=== TESTO DEL DOCUMENTO ===

Smettiamo in modo improvviso e spesso non preventivato, di interagire, di condividere e intessere relazioni e lavori con i nostri simili nella grande e variegata comunità che avevamo concorso a rendere forte e vigorosa sul nostro social preferito ma tutto quello che abbiamo scritto, fotografato, ripreso, montato, postato, sviluppato, suggerito, condiviso, intessuto, scambiato, realizzato, sviluppato ………( e tantissimi altri verbi e sinonimi di collaborazione ) rimarrà lì alla nostra portata, alla portata di quelli che nel gruppo erano iscritti, ma non di tutti, non di tutti gli iscritti al social, non dei nostri amici sul social, nemmeno della nostra sfera di influenza (filter bubble? echo chamber?); e il social ?…. e gli sviluppatori del social? … e il marketing del social? …e l’algoritmo del social? Cosa se ne farà/faranno. Ne sarà fatto qualcosa? Cosa resterà e quanto resterà e dove resterà?  Venuto meno il campo sociale condiviso dove sviluppare i nostri ragionamenti.

Nel caso del gruppo archiviato, il commento calzava a pennello; nel caso della pagina chiusa d’ufficio,  la questione è assimilabile alle prime righe dell’estratto, poi si separa in modo netto. Da una parte il gruppo seppur chiuso, lascia la sua eredità di contenuti a disposizione di tutti, dentro il social; dall’altra,  la pagina bloccata, diventa invece, inaccessibile e invisibile, quindi di fatto, si esercita un’azione di censura, totale. Per motivi forse legittimi, e dentro uno spazio privato e circoscritto, ma sempre un’azione censoria rimane. Non a caso nella sentenza del tribunale romano un passaggio rilevante a favore della riapertura della pagina,  indica proprio nell’impossibilità di “esistere pubblicamente” una delle principali ragioni a favore del ricorrente:
il soggetto che non è presente su Facebook è di fatto escluso (o fortemente limitato) dal dibattito politico italiano, come testimoniato dal fatto che la quasi totalità degli esponenti politici italiani quotidianamente affida alla propria pagina Facebook i messaggi politici e la diffusione delle idee del proprio movimento.

===

• COSA OCCORRE:
Ripeti integralmente e senza alcuna modifica il testo sulla chiusura di gruppi e pagine nei social.

=== VOCI ===

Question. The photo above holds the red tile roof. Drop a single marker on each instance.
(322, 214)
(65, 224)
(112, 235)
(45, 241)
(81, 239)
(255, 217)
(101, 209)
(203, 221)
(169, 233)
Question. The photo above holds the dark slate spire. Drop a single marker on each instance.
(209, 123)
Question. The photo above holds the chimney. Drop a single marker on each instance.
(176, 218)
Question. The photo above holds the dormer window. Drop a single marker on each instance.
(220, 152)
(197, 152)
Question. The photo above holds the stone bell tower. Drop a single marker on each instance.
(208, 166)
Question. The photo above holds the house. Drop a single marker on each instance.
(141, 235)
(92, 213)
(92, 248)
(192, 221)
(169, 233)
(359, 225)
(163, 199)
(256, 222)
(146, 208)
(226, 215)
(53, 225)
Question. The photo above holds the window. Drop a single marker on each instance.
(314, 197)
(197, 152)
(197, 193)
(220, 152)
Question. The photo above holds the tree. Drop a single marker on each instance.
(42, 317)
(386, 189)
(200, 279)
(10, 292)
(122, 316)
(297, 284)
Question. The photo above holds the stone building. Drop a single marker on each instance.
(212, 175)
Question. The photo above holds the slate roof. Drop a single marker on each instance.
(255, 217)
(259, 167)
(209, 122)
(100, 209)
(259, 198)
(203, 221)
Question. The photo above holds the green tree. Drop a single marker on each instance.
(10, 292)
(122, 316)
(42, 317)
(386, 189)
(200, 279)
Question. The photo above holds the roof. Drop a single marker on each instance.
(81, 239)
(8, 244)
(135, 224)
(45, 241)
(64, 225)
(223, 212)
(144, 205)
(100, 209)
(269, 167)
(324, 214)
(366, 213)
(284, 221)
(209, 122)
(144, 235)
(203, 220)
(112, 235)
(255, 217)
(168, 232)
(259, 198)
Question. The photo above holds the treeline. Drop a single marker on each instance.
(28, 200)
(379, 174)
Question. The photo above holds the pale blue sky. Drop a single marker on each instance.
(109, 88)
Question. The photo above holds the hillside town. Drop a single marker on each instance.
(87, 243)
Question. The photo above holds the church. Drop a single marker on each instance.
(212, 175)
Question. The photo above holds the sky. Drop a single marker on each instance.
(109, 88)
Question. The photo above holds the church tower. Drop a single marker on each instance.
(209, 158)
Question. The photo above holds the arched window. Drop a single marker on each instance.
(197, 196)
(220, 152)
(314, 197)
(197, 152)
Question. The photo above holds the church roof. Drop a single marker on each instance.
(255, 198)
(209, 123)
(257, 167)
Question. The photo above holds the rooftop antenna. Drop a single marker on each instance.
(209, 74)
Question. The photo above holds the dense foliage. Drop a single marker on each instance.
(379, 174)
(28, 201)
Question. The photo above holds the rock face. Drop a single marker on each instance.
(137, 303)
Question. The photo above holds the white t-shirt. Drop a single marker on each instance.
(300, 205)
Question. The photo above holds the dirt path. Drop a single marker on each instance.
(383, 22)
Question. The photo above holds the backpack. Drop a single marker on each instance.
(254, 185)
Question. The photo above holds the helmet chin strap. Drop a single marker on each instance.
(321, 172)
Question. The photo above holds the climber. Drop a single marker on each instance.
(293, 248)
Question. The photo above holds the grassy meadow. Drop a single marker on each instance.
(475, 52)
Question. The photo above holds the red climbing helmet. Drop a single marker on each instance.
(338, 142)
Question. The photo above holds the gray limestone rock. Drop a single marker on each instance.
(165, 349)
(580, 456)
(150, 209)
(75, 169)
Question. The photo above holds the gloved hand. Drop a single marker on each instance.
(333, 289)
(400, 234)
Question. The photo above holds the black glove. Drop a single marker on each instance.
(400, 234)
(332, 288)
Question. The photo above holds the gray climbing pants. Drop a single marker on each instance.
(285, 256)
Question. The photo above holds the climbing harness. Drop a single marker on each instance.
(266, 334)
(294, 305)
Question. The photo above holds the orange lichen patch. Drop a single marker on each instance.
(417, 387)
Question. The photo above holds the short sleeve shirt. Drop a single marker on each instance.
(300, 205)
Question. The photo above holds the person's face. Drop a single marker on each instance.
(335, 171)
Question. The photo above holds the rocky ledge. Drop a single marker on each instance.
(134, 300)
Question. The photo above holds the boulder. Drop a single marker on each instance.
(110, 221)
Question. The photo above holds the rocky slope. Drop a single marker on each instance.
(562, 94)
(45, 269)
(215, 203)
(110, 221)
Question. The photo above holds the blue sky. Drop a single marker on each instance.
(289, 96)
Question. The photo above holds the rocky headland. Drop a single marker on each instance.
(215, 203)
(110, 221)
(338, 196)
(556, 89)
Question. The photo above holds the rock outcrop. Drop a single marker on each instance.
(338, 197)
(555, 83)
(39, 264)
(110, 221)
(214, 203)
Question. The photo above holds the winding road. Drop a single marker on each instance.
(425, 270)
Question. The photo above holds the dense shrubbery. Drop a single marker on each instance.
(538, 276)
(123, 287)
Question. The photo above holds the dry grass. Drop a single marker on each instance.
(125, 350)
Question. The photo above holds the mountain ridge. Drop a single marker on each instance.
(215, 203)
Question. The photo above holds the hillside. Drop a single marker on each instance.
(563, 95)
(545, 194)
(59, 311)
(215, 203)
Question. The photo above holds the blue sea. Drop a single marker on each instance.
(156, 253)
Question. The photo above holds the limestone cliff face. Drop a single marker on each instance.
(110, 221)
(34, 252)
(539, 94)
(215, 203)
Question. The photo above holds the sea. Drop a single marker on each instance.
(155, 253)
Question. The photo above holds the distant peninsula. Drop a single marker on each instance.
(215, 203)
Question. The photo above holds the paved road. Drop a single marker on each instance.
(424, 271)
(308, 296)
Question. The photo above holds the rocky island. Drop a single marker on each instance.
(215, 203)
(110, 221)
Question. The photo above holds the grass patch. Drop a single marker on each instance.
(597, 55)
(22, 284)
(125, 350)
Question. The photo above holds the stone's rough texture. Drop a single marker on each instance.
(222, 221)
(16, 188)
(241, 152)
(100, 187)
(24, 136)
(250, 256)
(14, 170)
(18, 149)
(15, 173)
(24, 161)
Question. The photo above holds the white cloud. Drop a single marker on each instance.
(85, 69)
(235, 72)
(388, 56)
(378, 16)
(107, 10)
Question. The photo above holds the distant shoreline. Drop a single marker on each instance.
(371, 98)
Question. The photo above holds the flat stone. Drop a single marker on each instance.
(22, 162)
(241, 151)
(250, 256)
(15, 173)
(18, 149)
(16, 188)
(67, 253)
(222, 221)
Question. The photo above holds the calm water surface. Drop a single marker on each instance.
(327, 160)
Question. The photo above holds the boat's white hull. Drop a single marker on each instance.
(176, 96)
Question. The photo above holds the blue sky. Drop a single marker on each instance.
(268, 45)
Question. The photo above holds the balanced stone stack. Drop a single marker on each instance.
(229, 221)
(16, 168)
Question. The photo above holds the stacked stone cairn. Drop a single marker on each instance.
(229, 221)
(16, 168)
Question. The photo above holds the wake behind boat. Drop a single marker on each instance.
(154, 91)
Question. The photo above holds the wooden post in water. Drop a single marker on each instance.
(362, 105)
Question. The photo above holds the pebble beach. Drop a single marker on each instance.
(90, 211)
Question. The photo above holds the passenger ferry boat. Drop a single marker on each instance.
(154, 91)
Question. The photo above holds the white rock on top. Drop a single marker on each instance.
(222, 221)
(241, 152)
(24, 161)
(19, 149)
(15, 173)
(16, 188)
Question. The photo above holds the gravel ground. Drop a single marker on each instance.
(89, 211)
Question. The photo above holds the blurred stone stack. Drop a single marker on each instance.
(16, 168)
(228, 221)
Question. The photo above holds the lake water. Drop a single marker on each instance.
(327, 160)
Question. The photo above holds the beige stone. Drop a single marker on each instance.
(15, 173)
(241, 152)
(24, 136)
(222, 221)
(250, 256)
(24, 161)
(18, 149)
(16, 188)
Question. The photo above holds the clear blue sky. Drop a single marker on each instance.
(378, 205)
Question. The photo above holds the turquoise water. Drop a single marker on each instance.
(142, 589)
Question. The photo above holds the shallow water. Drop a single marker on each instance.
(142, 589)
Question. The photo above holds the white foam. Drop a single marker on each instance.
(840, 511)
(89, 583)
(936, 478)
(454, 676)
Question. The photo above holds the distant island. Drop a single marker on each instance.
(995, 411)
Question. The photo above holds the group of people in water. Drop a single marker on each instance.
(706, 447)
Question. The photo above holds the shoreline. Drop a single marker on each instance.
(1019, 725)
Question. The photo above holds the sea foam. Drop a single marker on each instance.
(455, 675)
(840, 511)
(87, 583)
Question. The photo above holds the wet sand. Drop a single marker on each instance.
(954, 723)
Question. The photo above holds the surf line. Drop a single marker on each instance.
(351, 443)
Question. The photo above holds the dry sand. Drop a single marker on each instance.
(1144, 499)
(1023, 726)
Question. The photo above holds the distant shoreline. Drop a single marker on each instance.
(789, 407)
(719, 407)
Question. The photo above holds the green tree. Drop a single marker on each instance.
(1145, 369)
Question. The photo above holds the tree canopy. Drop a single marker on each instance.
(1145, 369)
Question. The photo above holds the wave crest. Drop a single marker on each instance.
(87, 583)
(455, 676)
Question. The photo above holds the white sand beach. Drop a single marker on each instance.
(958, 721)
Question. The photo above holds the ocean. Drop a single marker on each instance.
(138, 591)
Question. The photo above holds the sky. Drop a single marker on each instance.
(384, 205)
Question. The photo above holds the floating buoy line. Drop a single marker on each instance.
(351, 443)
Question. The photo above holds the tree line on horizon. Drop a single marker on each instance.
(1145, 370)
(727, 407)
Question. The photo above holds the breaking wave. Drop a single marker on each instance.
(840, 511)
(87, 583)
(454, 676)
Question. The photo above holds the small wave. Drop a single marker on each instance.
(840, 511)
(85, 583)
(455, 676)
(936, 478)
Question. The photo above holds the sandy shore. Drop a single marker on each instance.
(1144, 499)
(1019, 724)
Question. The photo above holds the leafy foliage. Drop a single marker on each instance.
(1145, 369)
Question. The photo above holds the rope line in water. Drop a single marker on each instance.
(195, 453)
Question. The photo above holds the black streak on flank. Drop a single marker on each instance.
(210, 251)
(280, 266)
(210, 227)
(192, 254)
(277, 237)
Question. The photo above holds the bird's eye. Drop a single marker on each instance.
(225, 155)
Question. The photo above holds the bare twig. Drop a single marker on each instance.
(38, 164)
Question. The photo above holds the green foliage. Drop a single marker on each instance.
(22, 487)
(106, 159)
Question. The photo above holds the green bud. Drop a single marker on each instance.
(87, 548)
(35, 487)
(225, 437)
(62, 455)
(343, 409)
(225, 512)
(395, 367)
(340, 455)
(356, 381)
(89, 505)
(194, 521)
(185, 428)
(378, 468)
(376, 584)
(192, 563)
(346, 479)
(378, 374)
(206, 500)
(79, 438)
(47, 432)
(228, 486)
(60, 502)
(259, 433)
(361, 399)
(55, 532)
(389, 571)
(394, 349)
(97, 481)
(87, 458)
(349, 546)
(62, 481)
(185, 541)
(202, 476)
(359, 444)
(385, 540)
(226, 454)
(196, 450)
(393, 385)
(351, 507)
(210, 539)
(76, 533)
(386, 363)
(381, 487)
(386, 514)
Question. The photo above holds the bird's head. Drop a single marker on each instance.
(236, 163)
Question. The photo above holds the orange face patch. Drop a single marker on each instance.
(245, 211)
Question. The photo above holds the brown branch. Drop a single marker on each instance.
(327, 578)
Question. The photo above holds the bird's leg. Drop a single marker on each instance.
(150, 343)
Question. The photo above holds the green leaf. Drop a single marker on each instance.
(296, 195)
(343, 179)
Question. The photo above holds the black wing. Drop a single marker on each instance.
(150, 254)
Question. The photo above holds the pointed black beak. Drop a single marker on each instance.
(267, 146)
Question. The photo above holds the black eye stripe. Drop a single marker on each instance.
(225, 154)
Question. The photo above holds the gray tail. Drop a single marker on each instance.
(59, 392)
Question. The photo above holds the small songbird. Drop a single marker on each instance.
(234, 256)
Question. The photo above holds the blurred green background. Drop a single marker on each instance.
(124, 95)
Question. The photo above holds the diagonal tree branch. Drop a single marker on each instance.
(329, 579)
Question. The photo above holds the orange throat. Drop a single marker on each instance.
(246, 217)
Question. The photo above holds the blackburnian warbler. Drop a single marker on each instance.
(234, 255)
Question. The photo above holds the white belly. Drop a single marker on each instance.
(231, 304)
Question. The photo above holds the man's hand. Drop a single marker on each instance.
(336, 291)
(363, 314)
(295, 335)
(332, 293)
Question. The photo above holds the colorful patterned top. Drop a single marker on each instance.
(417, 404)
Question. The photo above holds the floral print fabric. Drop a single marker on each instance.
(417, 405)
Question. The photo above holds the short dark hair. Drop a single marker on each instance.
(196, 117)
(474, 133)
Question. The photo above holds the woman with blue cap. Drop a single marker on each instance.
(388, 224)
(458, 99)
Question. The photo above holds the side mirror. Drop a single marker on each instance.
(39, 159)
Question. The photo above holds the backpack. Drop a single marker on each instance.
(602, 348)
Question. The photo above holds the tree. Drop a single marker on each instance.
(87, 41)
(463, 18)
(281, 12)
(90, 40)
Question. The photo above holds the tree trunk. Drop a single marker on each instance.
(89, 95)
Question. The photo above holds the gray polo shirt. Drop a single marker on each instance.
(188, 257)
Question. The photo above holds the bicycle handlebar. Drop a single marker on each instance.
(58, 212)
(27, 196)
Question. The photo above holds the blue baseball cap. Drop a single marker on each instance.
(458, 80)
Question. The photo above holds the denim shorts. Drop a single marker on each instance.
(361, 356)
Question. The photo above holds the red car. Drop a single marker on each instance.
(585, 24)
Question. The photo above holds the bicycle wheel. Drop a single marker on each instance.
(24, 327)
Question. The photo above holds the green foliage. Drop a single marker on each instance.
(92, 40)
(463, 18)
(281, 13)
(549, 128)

===

• RISPOSTA SVOLTA:
Smettiamo in modo improvviso e spesso non preventivato, di interagire, di condividere e intessere relazioni e lavori con i nostri simili nella grande e variegata comunità che avevamo concorso a rendere forte e vigorosa sul nostro social preferito ma tutto quello che abbiamo scritto, fotografato, ripreso, montato, postato, sviluppato, suggerito, condiviso, intessuto, scambiato, realizzato, sviluppato ………( e tantissimi altri verbi e sinonimi di collaborazione ) rimarrà lì alla nostra portata, alla portata di quelli che nel gruppo erano iscritti, ma non di tutti, non di tutti gli iscritti al social, non dei nostri amici sul social, nemmeno della nostra sfera di influenza (filter bubble? echo chamber?); e il social ?…. e gli sviluppatori del social? … e il marketing del social? …e l’algoritmo del social? Cosa se ne farà/faranno. Ne sarà fatto qualcosa? Cosa resterà e quanto resterà e dove resterà?  Venuto meno il campo sociale condiviso dove sviluppare i nostri ragionamenti.

Nel caso del gruppo archiviato, il commento calzava a pennello; nel caso della pagina chiusa d’ufficio,  la questione è assimilabile alle prime righe dell’estratto, poi si separa in modo netto. Da una parte il gruppo seppur chiuso, lascia la sua eredità di contenuti a disposizione di tutti, dentro il social; dall’altra,  la pagina bloccata, diventa invece, inaccessibile e invisibile, quindi di fatto, si esercita un’azione di censura, totale. Per motivi forse legittimi, e dentro uno spazio privato e circoscritto, ma sempre un’azione censoria rimane. Non a caso nella sentenza del tribunale romano un passaggio rilevante a favore della riapertura della pagina,  indica proprio nell’impossibilità di “esistere pubblicamente” una delle principali ragioni a favore del ricorrente:
il soggetto che non è presente su Facebook è di fatto escluso (o fortemente limitato) dal dibattito politico italiano, come testimoniato dal fatto che la quasi totalità degli esponenti politici italiani quotidianamente affida alla propria pagina Facebook i messaggi politici e la diffusione delle idee del proprio movimento.